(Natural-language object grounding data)
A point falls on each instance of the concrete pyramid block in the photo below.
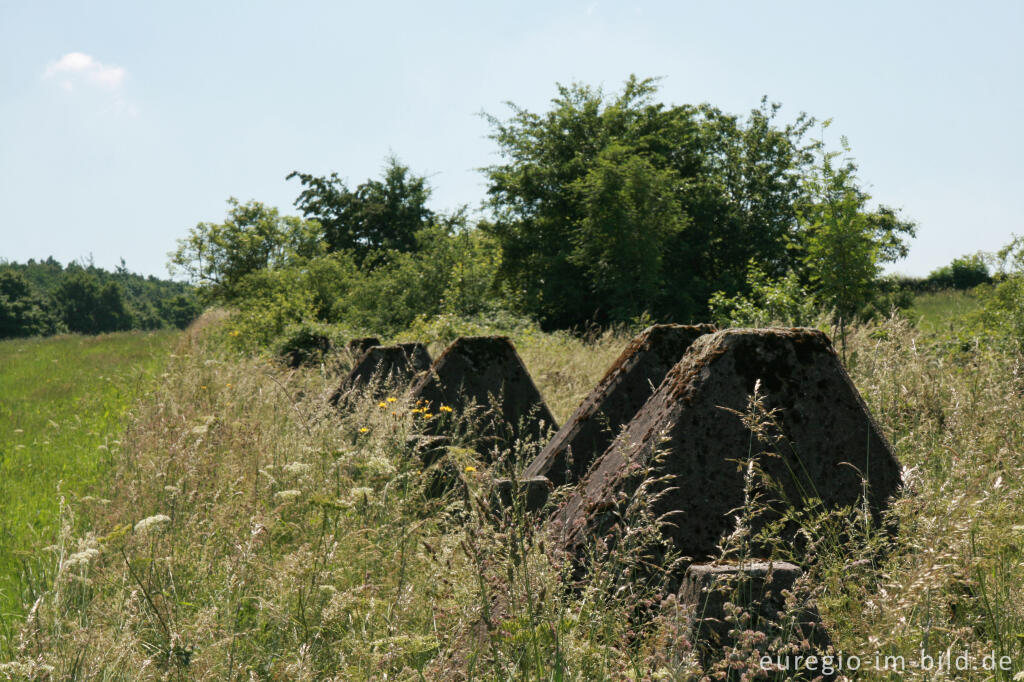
(387, 366)
(485, 371)
(826, 440)
(419, 358)
(617, 397)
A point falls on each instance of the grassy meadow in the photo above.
(62, 407)
(254, 534)
(943, 311)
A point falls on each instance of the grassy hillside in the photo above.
(254, 534)
(62, 403)
(943, 311)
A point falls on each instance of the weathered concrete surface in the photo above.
(419, 357)
(479, 370)
(827, 438)
(759, 588)
(617, 397)
(386, 367)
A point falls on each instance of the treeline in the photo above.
(45, 297)
(604, 209)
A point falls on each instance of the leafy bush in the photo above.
(782, 301)
(23, 310)
(963, 272)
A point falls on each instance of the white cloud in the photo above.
(78, 67)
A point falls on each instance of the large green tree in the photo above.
(608, 207)
(24, 311)
(377, 216)
(253, 238)
(844, 243)
(91, 306)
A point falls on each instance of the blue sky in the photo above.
(123, 124)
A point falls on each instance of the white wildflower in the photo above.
(156, 521)
(297, 468)
(81, 558)
(287, 496)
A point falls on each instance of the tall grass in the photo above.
(253, 533)
(62, 402)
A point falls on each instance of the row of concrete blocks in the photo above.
(666, 420)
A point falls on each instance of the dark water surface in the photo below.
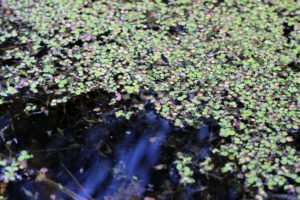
(113, 158)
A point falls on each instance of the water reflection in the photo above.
(119, 159)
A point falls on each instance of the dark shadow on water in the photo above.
(116, 159)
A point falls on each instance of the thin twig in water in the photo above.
(76, 181)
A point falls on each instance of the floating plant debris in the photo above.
(234, 61)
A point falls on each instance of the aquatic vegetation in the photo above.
(11, 167)
(234, 61)
(185, 172)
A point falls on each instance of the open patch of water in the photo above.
(113, 159)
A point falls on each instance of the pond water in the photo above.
(112, 158)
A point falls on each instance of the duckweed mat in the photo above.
(234, 61)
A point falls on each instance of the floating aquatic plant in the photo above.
(235, 61)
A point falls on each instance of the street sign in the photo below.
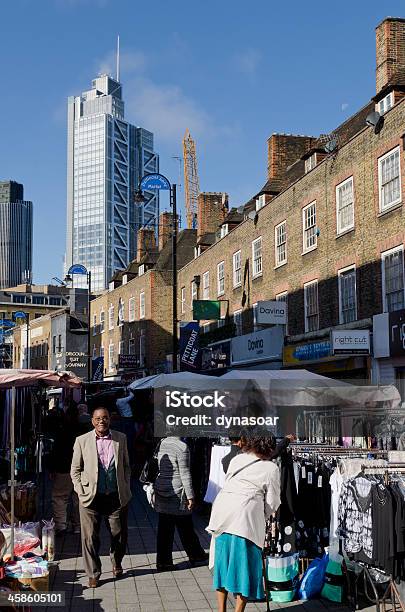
(6, 323)
(206, 310)
(154, 181)
(77, 269)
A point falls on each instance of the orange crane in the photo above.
(191, 182)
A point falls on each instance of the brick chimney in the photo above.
(284, 150)
(390, 50)
(212, 208)
(166, 227)
(146, 242)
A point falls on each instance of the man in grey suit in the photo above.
(101, 476)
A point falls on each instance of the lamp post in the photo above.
(158, 181)
(79, 269)
(20, 314)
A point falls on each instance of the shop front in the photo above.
(344, 355)
(389, 349)
(262, 350)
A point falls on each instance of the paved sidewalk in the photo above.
(142, 589)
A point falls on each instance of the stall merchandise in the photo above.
(13, 381)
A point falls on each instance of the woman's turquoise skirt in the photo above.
(238, 566)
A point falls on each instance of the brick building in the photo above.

▶ _What you should do_
Please give all of the data again, exact and free of pictures.

▶ _Exercise solution_
A point falls on each instance of the concrete pyramid block in the photo below.
(387, 366)
(485, 371)
(826, 440)
(419, 358)
(617, 397)
A point falls on each instance of the grassy meadow in the photo above.
(62, 407)
(254, 534)
(943, 311)
A point falls on each instance of the grassy hillside in the photo above.
(254, 534)
(62, 403)
(943, 311)
A point falls on each instance of the weathered concrete surface in the photo above.
(419, 357)
(479, 370)
(827, 438)
(759, 588)
(617, 397)
(386, 367)
A point falls on each instance of the treeline in the photo above.
(45, 297)
(604, 209)
A point falls on each instance of the leafy bush in the photo above.
(782, 301)
(23, 310)
(963, 272)
A point falls on each instance of the white cloud in the photo above.
(78, 67)
A point falls on each instance of the large green tree in the photo above.
(608, 207)
(24, 311)
(377, 216)
(253, 238)
(844, 243)
(91, 306)
A point falls on each instance of the blue sky in the photo above.
(123, 124)
A point falls on each instance of the white wildflower in the photo above.
(156, 521)
(297, 468)
(81, 558)
(287, 496)
A point falls on each instance of the tall grass in the photo above.
(253, 533)
(62, 402)
A point falls on each instance of the row of concrete blocks in the photo above.
(666, 420)
A point falls on each instance of the dark water surface in the photo below.
(113, 158)
A point falls on each instance of the water reflection in the photo above.
(119, 159)
A point falls on each instance of the dark shadow on water in the photo above.
(116, 159)
A point falls on each instance of the thin twig in water in the photo above.
(76, 181)
A point falls on each instance of the floating plant debris in the photo above.
(234, 61)
A point falls on each instance of the aquatic vegetation in the photo above.
(11, 167)
(234, 61)
(185, 172)
A point falls on each instance of the open patch of water in the photo above.
(113, 159)
A point falls on each instance of the pond water in the photo above.
(112, 158)
A point falls on each instance of the duckweed mat in the photo above.
(234, 61)
A point falls on each instance of the floating aquatic plant in the photo above.
(235, 61)
A point falls on each instance of the street sign in the photo below.
(6, 323)
(206, 310)
(154, 181)
(77, 269)
A point falls on each instance of the orange crane in the photo above.
(191, 182)
A point falls on each instance of the brick chimney in the photo above.
(284, 150)
(390, 50)
(212, 208)
(166, 227)
(146, 242)
A point falls on each instance of the man in grey suit in the photo above.
(101, 476)
A point falls on each instance of the lamp post in the photo above.
(158, 181)
(79, 269)
(20, 314)
A point falls on each instance of the shop front in the photo above.
(344, 355)
(389, 349)
(262, 350)
A point falls on each instance of the paved sidewalk in the photo above.
(142, 589)
A point falls on each instance of the stall merchandise in the photo above.
(13, 381)
A point falls on each instance of the woman's turquoise skirt in the photo above.
(238, 566)
A point falls on each instance of the brick building in the photo above.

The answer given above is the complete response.